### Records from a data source
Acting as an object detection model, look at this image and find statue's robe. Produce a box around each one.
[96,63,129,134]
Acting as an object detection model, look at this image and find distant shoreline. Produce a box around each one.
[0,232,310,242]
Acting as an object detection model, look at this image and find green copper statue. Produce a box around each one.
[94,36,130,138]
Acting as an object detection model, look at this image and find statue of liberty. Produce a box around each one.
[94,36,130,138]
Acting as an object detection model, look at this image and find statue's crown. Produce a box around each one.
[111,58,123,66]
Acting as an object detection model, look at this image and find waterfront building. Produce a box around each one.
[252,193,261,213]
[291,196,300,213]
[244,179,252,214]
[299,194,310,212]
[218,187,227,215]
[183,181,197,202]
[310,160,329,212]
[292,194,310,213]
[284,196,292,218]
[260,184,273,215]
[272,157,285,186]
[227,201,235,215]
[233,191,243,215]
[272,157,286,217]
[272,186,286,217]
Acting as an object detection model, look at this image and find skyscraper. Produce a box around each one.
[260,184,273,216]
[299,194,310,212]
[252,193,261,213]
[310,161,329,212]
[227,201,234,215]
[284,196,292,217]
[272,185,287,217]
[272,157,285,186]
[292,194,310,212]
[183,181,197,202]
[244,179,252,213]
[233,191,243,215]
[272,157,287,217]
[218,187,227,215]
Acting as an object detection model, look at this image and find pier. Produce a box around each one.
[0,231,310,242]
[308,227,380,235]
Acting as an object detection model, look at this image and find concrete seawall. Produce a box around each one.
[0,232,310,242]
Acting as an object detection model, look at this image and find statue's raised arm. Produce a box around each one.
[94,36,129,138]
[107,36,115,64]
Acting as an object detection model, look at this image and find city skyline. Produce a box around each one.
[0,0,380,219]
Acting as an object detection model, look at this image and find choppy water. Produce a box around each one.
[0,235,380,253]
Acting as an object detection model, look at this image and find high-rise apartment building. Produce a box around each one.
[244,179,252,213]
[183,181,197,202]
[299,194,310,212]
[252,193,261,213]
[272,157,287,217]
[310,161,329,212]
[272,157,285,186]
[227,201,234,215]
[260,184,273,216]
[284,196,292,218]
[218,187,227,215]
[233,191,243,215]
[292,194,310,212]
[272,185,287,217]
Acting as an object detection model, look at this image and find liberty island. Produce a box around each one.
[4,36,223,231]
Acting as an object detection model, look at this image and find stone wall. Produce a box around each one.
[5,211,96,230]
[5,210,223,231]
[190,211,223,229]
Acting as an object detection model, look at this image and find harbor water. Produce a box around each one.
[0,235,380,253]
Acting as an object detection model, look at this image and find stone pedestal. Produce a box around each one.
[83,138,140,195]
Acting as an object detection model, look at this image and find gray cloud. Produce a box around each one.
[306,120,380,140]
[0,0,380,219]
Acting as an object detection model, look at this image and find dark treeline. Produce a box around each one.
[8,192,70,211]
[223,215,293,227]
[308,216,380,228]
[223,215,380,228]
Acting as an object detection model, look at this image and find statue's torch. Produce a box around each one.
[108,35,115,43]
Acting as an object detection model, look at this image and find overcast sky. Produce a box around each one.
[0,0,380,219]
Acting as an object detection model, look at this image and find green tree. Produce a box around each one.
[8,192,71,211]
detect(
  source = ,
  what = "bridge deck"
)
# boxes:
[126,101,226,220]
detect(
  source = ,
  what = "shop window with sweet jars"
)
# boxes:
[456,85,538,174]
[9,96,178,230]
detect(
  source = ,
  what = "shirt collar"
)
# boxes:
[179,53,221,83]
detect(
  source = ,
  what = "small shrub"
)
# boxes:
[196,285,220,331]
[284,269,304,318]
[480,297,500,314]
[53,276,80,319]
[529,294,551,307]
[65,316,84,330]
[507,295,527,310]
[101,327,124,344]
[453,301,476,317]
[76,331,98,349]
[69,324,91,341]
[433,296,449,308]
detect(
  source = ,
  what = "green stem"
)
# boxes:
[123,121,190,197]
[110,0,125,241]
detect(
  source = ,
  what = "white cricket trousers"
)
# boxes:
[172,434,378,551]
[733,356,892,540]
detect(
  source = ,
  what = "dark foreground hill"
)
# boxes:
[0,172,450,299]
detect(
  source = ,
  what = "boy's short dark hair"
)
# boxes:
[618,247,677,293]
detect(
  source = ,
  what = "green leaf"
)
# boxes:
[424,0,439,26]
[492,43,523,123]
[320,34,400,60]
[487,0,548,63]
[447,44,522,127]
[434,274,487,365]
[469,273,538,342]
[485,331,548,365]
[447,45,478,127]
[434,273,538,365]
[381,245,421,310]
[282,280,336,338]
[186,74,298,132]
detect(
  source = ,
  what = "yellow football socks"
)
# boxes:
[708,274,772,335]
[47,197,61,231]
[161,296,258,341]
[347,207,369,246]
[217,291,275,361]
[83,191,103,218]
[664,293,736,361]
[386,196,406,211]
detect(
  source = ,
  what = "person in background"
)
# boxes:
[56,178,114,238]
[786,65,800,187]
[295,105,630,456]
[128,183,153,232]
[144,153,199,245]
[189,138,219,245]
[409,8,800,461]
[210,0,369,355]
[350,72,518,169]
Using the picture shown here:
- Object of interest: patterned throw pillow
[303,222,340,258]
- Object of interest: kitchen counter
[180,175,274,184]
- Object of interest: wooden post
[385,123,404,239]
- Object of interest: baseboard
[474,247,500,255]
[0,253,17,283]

### GIVEN EXERCISE
Edit the rows above so that every occurrence of "Produce a box around each one" reads "Draw a bounding box around every instance", leaving everything else unchanged.

### RESPONSE TO THIS TASK
Acting as an object detection model, look at this image and find statue's robe. Draw a bounding box around every instance.
[96,63,129,134]
Acting as an object detection model, look at this image and find distant shoreline. Draw a bounding box around every instance.
[0,232,310,242]
Acting as an object detection model, look at this image and find green copper statue. Draw a bounding box around every instance.
[94,36,130,138]
Acting as an object detection model, look at this image and find statue of liberty. Draw a bounding box around every instance.
[94,36,130,138]
Acting as an object detection model, look at this image and find statue's crown. Draw a bounding box around every instance.
[111,58,123,66]
Acting as an object detection model, look at this image and find waterfront building. Draw a bounding box around every instance.
[252,193,261,213]
[291,196,300,213]
[244,179,252,214]
[299,194,310,212]
[218,187,227,215]
[183,181,197,202]
[310,160,329,212]
[292,194,310,213]
[284,196,292,218]
[260,184,273,215]
[272,157,285,186]
[227,201,235,215]
[233,191,243,215]
[272,157,286,217]
[272,186,286,217]
Acting as an object detection model, look at this image and find skyscraper. Draw a bounding box around every instance.
[260,184,273,216]
[299,194,310,212]
[252,193,261,213]
[310,161,329,212]
[227,201,234,215]
[284,196,292,217]
[272,185,287,217]
[272,157,285,186]
[292,194,310,212]
[183,181,197,202]
[244,179,252,213]
[233,191,243,215]
[272,157,287,217]
[218,187,227,215]
Acting as an object detection model, look at this image and find pier. Draw a bounding box around every instance.
[0,231,310,242]
[308,227,380,235]
Acting as an object detection model, look at this image and find concrete seawall. Draw a bounding box around every instance.
[0,232,310,242]
Acting as an object detection model, look at this image and find statue's raised arm. Draw a bounding box around every instance.
[94,36,129,138]
[107,36,115,64]
Acting as an object detection model, look at this image and find city skyline. Draw a bounding box around every instance.
[0,0,380,219]
Acting as an object detection model, look at this image and find choppy water. Draw a bounding box around every instance.
[0,235,380,253]
Acting as an object detection model, look at this image and find high-rise apartment building. Draw a bounding box around every instance.
[244,179,252,213]
[183,181,197,202]
[299,194,310,212]
[252,193,261,213]
[272,157,287,217]
[310,161,329,212]
[272,157,285,186]
[227,201,234,215]
[260,184,273,216]
[284,196,292,218]
[218,187,227,215]
[233,191,243,215]
[292,194,310,212]
[272,185,287,217]
Acting as an object detection model, look at this image and find liberty island. Draw a bounding box around every instance.
[4,36,223,231]
Acting as an object detection model, look at this image and find stone wall. Draw a bounding box around every instance.
[5,211,96,230]
[5,210,223,231]
[190,211,223,229]
Acting as an object detection model, look at this image and find harbor water. Draw a bounding box around every instance.
[0,235,380,253]
Acting as an object detection model, look at this image and find stone pedestal. Draw a bounding box around every instance.
[83,138,140,195]
Acting as an object detection model, look at this image and find gray cloud. Draw a bounding box around every instance.
[306,120,380,140]
[0,0,380,219]
Acting as an object detection model, look at this image and find dark treeline. Draw a bounding box around every instance.
[8,192,70,211]
[223,215,293,227]
[308,216,380,228]
[223,215,380,228]
Acting as an object detection model, look at this image and find statue's torch. Draw a bounding box around every instance.
[108,35,115,43]
Acting as an object detection model, look at this image and find overcast sky. Draw a bounding box around every instance.
[0,0,380,219]
Acting as an object detection model, look at this image and find green tree. Draw a bounding box around every instance.
[8,192,71,211]
detect(
  source = ,
  what = "bridge deck"
)
# boxes:
[126,101,226,220]
detect(
  source = ,
  what = "shop window with sweet jars"
)
# boxes:
[456,85,538,174]
[9,96,178,230]
detect(
  source = ,
  what = "shirt collar"
)
# boxes:
[179,53,221,83]
detect(
  source = ,
  what = "small shrub"
)
# boxes:
[196,285,220,331]
[284,269,304,318]
[480,297,500,314]
[53,276,80,319]
[529,294,551,307]
[65,316,84,330]
[507,295,527,310]
[101,327,124,344]
[453,301,476,317]
[76,331,98,349]
[69,324,91,341]
[433,296,449,308]
detect(
  source = ,
  what = "green stem"
)
# boxes:
[123,121,190,197]
[110,0,125,241]
detect(
  source = ,
  what = "white cricket trousers"
)
# boxes:
[172,434,378,551]
[733,356,892,540]
detect(
  source = ,
  what = "dark foreground hill"
)
# boxes:
[0,172,450,299]
detect(
  source = ,
  what = "boy's short dark hair"
)
# boxes:
[618,247,677,293]
detect(
  source = ,
  what = "green leaf"
)
# boxes:
[424,0,439,26]
[492,43,523,123]
[320,34,400,60]
[487,0,548,63]
[447,44,522,127]
[434,274,487,365]
[469,273,538,342]
[485,331,548,365]
[447,45,478,127]
[434,273,538,365]
[381,245,421,310]
[282,280,336,338]
[186,74,298,132]
detect(
  source = ,
  what = "yellow football socks"
)
# boxes:
[708,274,772,335]
[47,197,61,231]
[161,296,258,341]
[347,207,369,246]
[217,291,275,361]
[83,191,103,218]
[664,293,736,361]
[386,196,406,211]
detect(
  source = ,
  what = "person in background"
)
# boxes:
[56,178,114,238]
[786,65,800,187]
[295,105,630,456]
[128,183,153,232]
[144,153,199,245]
[189,138,219,245]
[409,8,800,461]
[210,0,369,355]
[350,72,518,169]
Using the picture shown here:
- Object of interest: patterned throw pillow
[303,222,340,258]
- Object of interest: kitchen counter
[180,175,274,184]
- Object of interest: wooden post
[385,123,404,239]
- Object of interest: baseboard
[474,247,500,255]
[0,253,17,283]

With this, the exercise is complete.